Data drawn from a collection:
┄┄┄┄┄┄┄┄┄┄┄┄┄┄┄┄┄┄┄┄

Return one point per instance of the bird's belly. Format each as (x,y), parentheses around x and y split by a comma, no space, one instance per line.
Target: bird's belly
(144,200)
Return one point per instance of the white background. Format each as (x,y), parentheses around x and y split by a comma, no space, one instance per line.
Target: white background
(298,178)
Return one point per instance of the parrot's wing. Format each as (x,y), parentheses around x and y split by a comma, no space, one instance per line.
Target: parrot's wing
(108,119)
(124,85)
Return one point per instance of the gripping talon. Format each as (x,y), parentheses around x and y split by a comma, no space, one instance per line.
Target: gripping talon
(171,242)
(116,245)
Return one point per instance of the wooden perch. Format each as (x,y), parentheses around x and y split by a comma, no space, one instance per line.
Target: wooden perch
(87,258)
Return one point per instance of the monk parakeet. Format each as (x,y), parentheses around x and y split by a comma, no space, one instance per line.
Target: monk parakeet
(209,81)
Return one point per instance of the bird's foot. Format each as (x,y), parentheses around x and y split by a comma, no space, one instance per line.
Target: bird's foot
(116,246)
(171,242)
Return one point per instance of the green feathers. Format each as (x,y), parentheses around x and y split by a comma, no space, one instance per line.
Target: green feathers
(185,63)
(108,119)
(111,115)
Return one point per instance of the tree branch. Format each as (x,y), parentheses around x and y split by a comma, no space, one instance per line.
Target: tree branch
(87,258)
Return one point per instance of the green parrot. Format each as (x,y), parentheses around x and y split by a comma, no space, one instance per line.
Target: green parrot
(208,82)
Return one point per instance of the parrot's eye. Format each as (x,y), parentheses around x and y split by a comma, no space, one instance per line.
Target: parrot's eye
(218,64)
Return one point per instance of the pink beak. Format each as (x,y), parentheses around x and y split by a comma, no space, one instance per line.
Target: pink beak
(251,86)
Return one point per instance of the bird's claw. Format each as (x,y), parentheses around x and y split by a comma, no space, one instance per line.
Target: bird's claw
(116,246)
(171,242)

┄┄┄┄┄┄┄┄┄┄┄┄┄┄┄┄┄┄┄┄

:: Instruction ::
Please copy the lines of the items above word for word, starting with the line that contains "Return one point per instance of the pink" and going on through the end of the items.

:: Answer to this task ::
Return one point per instance of the pink beak. Format each as (x,y), parentheses around x and y split by a comma, no space, one instance per line.
Target: pink beak
(251,86)
Return one point per instance of the bird's claw. Format each as (x,y), parentheses around x and y split by a comma, no space, one instance per line.
Target: bird's claw
(116,246)
(171,242)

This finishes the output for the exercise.